begin Reading text

Renaissance Plaza Mayor square of Trujillo

In Spain, Renaissance styles began to be grafted onto Gothic forms in the last decades of the 15th century. The forms that started to spread were made mainly by local architects: that is the cause of the creation of a specifically Spanish Renaissance that brought the influence of southern Italian architecture, sometimes from illuminated books and paintings, mixed with the gothic tradition and local idiosyncrasies. The new style was called Plateresque because of the extremely decorated façades that brought to the mind the decorative motifs of the intricately detailed work of silversmiths, the "plateros". Classical orders and candelabra motifs (a candelieri) were combined freely into symmetrical wholes.

In that scenery, the Palace of Charles V by Pedro Machuca in Granada was an unexpected achievement in the most advanced Renaissance of the moment. The palace can be defined as an anticipation of the Mannerism, due to its command of classical language and its breakthrough aesthetic achievements. It was constructed before the main works of Michelangelo and Palladio. Its influence was very limited and poorly understood, the Plateresque forms prevailed in the general panorama.

As decades passed, the Gothic influence disappeared and the research of an orthodox classicism reached high levels. Although Plateresque is a commonly used term to define most of the architectural production of the late 15th and first half of 16th century, some architects acquired a more sober personal style, like Diego Siloe and Rodrigo Gil de Hontañón. Examples include the façades of the University of Salamanca and of the Convent of San Marcos in León.

The highlight of Spanish Renaissance is represented by the Royal Monastery of El Escorial, built by Juan Bautista de Toledo and Juan de Herrera, where a much closer adherence to the art of ancient Rome was overpassed by an extremely sober style. The influence from Flanders roofs, the symbolism of the scarce decoration and the precise cut of the granite established the basis for a new style, the Herrerian. A disciple of Herrera, Juan Bautista Villalpando was influential for interpreting the recently revived text of Vitruvius to suggest the origin of the classical orders in Solomon's Temple.[8]

Baroque

North facade of the Royal Palace and view of the Sabatini Gardens, Madrid, Spain

As Italian Baroque influences grew, they gradually superseded in popularity the restrained classicizing approach of Juan de Herrera, which had been in vogue since the late sixteenth century. As early as 1667, the façades of Granada Cathedral (by Alonso Cano) and Jaén Cathedral (by Eufrasio López de Rojas) suggest the artists' fluency in interpreting traditional motifs of Spanish cathedral architecture in the Baroque aesthetic idiom.

Vernacular Baroque with its roots still in the Herrerian style and in traditional brick construction was developed in Madrid throughout the 17th century. Examples include Plaza Mayor and the Major House.

end Reading text

◆ Given instruction 1:
Using the text on Spanish architecture, answer these questions:
(a) What kind of work did the decorated façades of the Plateresque style bring to mind?
(b) Who built the Royal Monastery of El Escorial?
(c) Who designed the façade of Jaén Cathedral?

begin Dataset entries

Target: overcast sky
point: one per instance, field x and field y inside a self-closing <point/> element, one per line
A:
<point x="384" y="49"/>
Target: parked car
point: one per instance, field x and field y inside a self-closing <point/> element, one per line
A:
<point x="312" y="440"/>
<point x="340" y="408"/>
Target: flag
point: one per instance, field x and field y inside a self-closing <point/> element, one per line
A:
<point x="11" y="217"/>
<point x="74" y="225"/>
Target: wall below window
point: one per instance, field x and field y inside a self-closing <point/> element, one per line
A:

end Dataset entries
begin Dataset entries

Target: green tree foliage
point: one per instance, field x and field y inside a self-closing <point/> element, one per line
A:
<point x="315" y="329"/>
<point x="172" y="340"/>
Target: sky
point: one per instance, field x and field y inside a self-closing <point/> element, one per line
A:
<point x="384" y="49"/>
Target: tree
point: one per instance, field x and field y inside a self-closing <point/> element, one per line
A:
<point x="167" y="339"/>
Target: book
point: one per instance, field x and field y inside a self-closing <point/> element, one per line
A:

end Dataset entries

◆ Given instruction 2:
Count the lines in the records that contain the string "tree", and reply with the number alone.

◆ Expected output 1:
(a) The intricately detailed work of silversmiths, the "plateros."
(b) Juan Bautista de Toledo and Juan de Herrera.
(c) Eufrasio López de Rojas.

◆ Expected output 2:
2